**Challenge**
Please retype all of the records below word for word, leaving the pictures out.

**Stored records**
..........

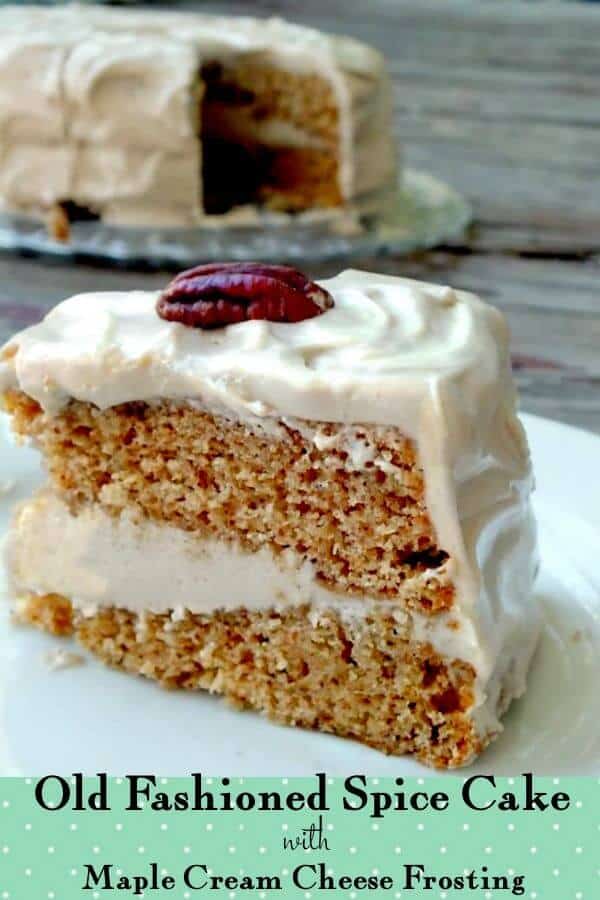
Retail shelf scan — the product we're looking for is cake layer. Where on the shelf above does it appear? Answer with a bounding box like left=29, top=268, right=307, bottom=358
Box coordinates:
left=6, top=489, right=478, bottom=663
left=19, top=594, right=482, bottom=768
left=1, top=395, right=454, bottom=613
left=0, top=5, right=396, bottom=227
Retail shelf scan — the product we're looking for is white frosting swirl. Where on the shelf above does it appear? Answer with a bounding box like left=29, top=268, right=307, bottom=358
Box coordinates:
left=0, top=4, right=395, bottom=227
left=0, top=270, right=538, bottom=744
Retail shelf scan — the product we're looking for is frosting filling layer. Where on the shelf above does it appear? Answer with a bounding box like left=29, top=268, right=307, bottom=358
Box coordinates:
left=0, top=271, right=539, bottom=744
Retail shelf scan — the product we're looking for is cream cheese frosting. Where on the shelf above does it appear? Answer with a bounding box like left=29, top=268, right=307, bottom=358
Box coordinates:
left=0, top=270, right=539, bottom=744
left=0, top=4, right=396, bottom=227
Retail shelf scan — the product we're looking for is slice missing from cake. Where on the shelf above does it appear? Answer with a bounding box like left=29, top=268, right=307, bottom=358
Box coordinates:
left=0, top=264, right=539, bottom=767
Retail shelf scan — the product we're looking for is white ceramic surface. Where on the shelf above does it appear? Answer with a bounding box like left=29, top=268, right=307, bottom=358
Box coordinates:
left=0, top=416, right=600, bottom=776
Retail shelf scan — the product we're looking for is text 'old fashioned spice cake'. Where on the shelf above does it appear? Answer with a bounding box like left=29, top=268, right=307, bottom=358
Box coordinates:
left=0, top=263, right=539, bottom=767
left=0, top=4, right=396, bottom=240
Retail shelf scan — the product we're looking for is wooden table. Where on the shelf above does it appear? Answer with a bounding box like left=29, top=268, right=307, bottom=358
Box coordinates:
left=0, top=0, right=600, bottom=433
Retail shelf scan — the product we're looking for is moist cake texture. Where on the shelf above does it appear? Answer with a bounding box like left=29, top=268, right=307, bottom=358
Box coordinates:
left=0, top=271, right=539, bottom=767
left=0, top=4, right=395, bottom=239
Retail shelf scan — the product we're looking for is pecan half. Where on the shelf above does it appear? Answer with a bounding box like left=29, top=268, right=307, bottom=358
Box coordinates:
left=156, top=262, right=333, bottom=328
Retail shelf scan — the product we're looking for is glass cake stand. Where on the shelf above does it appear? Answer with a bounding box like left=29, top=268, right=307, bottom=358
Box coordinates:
left=0, top=169, right=472, bottom=267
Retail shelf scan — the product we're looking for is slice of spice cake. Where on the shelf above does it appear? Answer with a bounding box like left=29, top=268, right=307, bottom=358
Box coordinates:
left=0, top=263, right=539, bottom=767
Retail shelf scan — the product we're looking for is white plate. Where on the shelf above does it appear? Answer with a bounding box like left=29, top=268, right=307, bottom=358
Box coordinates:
left=0, top=416, right=600, bottom=776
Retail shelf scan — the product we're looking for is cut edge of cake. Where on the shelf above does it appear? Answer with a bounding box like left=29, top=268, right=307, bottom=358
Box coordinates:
left=0, top=271, right=539, bottom=767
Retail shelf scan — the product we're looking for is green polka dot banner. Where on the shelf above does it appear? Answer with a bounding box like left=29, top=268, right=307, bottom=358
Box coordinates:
left=0, top=773, right=600, bottom=900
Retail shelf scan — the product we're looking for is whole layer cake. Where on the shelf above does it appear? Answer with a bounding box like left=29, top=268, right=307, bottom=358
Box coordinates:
left=0, top=5, right=395, bottom=239
left=0, top=264, right=539, bottom=767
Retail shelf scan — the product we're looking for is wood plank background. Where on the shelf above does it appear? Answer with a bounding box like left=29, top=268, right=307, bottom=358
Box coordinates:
left=0, top=0, right=600, bottom=433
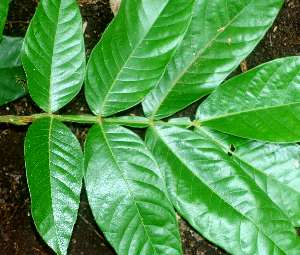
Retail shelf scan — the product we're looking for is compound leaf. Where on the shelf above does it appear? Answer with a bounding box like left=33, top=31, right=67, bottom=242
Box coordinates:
left=0, top=0, right=8, bottom=40
left=0, top=36, right=28, bottom=105
left=196, top=128, right=300, bottom=227
left=143, top=0, right=283, bottom=119
left=84, top=123, right=182, bottom=255
left=146, top=125, right=300, bottom=254
left=85, top=0, right=195, bottom=116
left=196, top=57, right=300, bottom=143
left=25, top=117, right=83, bottom=254
left=22, top=0, right=85, bottom=113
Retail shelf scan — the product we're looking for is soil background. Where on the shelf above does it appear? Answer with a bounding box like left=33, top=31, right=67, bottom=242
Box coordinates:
left=0, top=0, right=300, bottom=255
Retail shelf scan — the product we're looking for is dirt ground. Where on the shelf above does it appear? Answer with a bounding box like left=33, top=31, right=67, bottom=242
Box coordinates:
left=0, top=0, right=300, bottom=255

..........

**Output**
Retail shelf scan — the product we're looking for is cake layer. Where on the shelf above does it appear? Answer with a bounding box like left=29, top=268, right=307, bottom=358
Box coordinates:
left=6, top=489, right=478, bottom=663
left=19, top=594, right=482, bottom=768
left=1, top=395, right=454, bottom=613
left=0, top=5, right=396, bottom=227
Retail shelf scan — the product we're looking for is white frosting swirl. Where on the shelf above does it appear? Answer with a bounding box like left=29, top=268, right=307, bottom=358
Box coordinates:
left=0, top=4, right=395, bottom=227
left=0, top=270, right=538, bottom=744
Retail shelf scan — the product we're looking for is frosting filling layer. Where on the shelf above does it appear? Answer with a bounding box like left=29, top=268, right=307, bottom=358
Box coordinates:
left=0, top=271, right=539, bottom=744
Retail shelf scan — the product we're looking for is cream cheese frosting. Where on the shelf above does it appear? Answer with a bounding box like left=29, top=268, right=307, bottom=358
Box coordinates:
left=0, top=270, right=539, bottom=744
left=0, top=4, right=396, bottom=227
Retail shelf scan — the product we're looking for is slice missing from cake. Where on the shelf above does it appear? Answer with a bounding box like left=29, top=268, right=307, bottom=358
Box coordinates:
left=0, top=264, right=539, bottom=767
Retail shelf scan — the product we're looking for is white ceramic surface. Where on the shelf above does it appear? Answer with a bounding box like left=29, top=268, right=307, bottom=358
Box coordinates:
left=0, top=416, right=600, bottom=776
Retail shelf scan — the product we're looking for is text 'old fashioned spice cake'. Where on the shelf above does it appear? Answer with a bounding box like left=29, top=268, right=307, bottom=358
Box coordinates:
left=0, top=263, right=539, bottom=767
left=0, top=4, right=396, bottom=240
Retail shelf scan — the product we're looking for is wooden table. Where on the shelf above does it appear? Answer with a bounding box like left=29, top=268, right=307, bottom=358
Box coordinates:
left=0, top=0, right=600, bottom=433
Retail shelf scan — the product we're looking for is moist cake texture. Where on the shelf above does it appear? Answer with a bounding box like left=29, top=268, right=307, bottom=358
Box coordinates:
left=0, top=271, right=539, bottom=767
left=0, top=4, right=395, bottom=239
Retail shelf scan — the product we're looking for is pecan half. Where on the shelf above does it appear? Answer with a bounding box like left=29, top=268, right=307, bottom=358
Box coordinates:
left=156, top=262, right=333, bottom=328
Retail shelf scan — the product we're looking for is glass cake stand. Where on the shelf above does it appear? Answer with a bounding box like left=29, top=268, right=307, bottom=358
Box coordinates:
left=0, top=169, right=472, bottom=267
Retail shelf scan — the product we're looking for is slice of spice cake. Where on the shelf above does it appear? Answer with a bounding box like left=29, top=268, right=307, bottom=358
Box coordinates:
left=0, top=263, right=539, bottom=767
Retail shelf scan — the product we're looking for is white plate. Where on the shelf above does it appear? Answer with a bounding box like left=29, top=268, right=307, bottom=358
Box coordinates:
left=0, top=416, right=600, bottom=776
Retail shelf scan — the product we're looking for is cut edge of cake. Where on the shelf above does it appear? Answer with a bounding box like left=29, top=268, right=307, bottom=358
Box coordinates:
left=0, top=271, right=539, bottom=767
Retail shelf scan — the product we're looking for is green polka dot banner. Where on the shelf above does it appear? Answer with a bounding box like left=29, top=268, right=307, bottom=358
Box coordinates:
left=0, top=773, right=600, bottom=900
Retail shelf scan — the product we're looking for is whole layer cake. Where on the shelf above does it appear? Answer with a bounding box like left=29, top=268, right=307, bottom=358
Box coordinates:
left=0, top=5, right=395, bottom=239
left=0, top=264, right=539, bottom=767
Retail shelf scan — the product we're looking for is wood plank background. Where on the shelf above does it appear? Answer with a bounding box like left=29, top=268, right=307, bottom=358
Box coordinates:
left=0, top=0, right=600, bottom=433
Retail shelf scan — the product we're looking for is compound leaf. Where on the shelf above does it appear? Answer with a bounding box like left=33, top=31, right=67, bottom=242
Box coordinates:
left=0, top=0, right=8, bottom=40
left=0, top=36, right=28, bottom=105
left=196, top=128, right=300, bottom=227
left=143, top=0, right=283, bottom=119
left=84, top=123, right=182, bottom=255
left=146, top=125, right=300, bottom=254
left=85, top=0, right=195, bottom=116
left=196, top=57, right=300, bottom=143
left=25, top=117, right=83, bottom=254
left=22, top=0, right=85, bottom=113
Retail shelf scan — the product we're looking for is soil background. Where on the shelf above does it appear? Answer with a bounding box like left=33, top=31, right=67, bottom=242
Box coordinates:
left=0, top=0, right=300, bottom=255
Retail shelf scan — the product we're looking for is dirt ground. Where on the shelf above does it appear? Answer with a bounding box like left=33, top=31, right=67, bottom=242
Box coordinates:
left=0, top=0, right=300, bottom=255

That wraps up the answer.